Task requirements —
Can you copy the rows below word for word, leaving the pictures out of your answer?

[Coordinate annotation rows]
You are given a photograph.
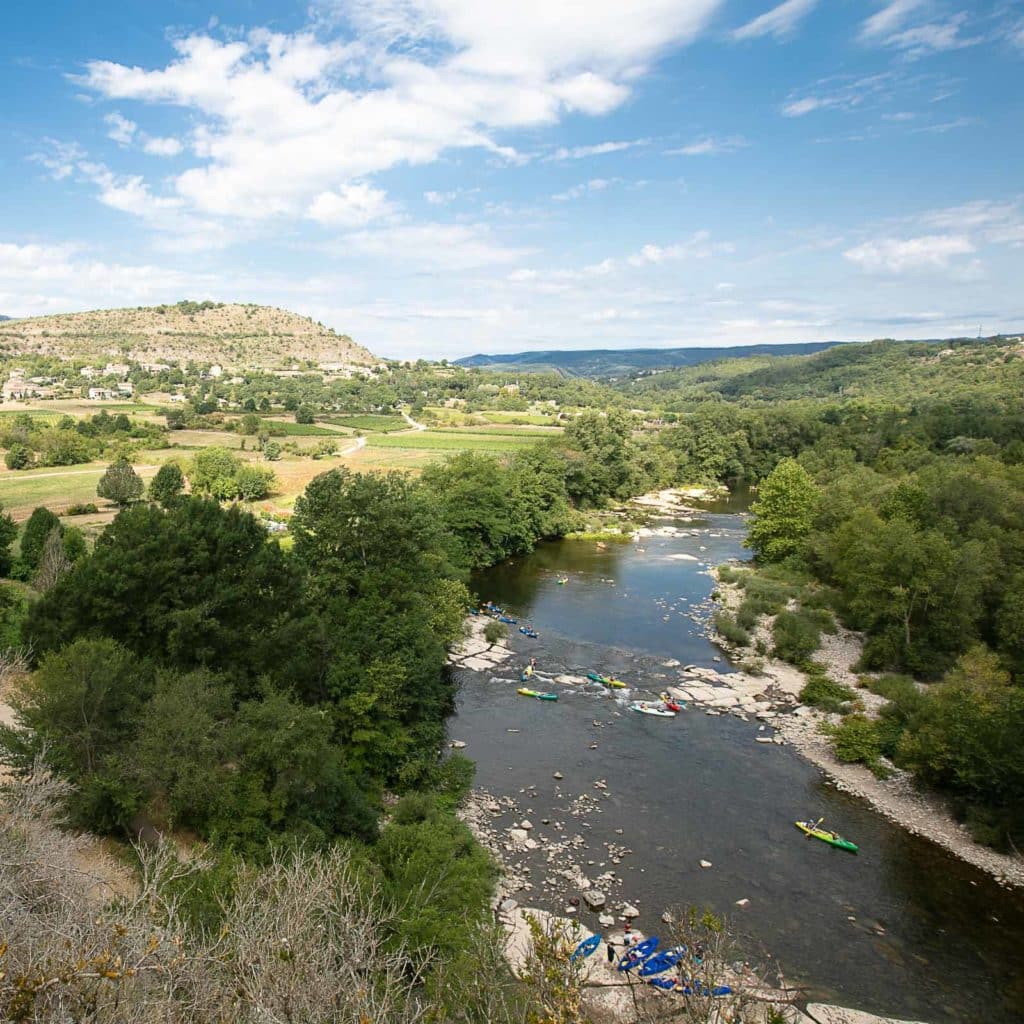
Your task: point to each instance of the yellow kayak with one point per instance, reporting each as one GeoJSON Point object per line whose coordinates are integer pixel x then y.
{"type": "Point", "coordinates": [811, 828]}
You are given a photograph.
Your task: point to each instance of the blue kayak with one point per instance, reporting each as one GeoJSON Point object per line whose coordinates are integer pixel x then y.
{"type": "Point", "coordinates": [585, 948]}
{"type": "Point", "coordinates": [659, 963]}
{"type": "Point", "coordinates": [638, 953]}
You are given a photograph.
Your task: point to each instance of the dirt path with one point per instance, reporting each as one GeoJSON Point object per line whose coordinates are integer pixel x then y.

Answer to this exercise —
You are given a photograph.
Your task: point to each instance of the yellow kayak with one point per instance, reporting each as one GeoJSON Point object per line whose coordinates are integer pixel x then y.
{"type": "Point", "coordinates": [811, 828]}
You are given a photograph.
Your task: point to each instance of the blue kayak with one point per instance, reporting each as one GeoJSON Point object per line whose coordinates are integer pixel x then y.
{"type": "Point", "coordinates": [585, 948]}
{"type": "Point", "coordinates": [659, 963]}
{"type": "Point", "coordinates": [638, 953]}
You are given a photograph.
Your task: point to each instance of the dirt path with one point per instance, reporting each as one GeoJSON Point object per line whose coordinates are integer pixel x then y.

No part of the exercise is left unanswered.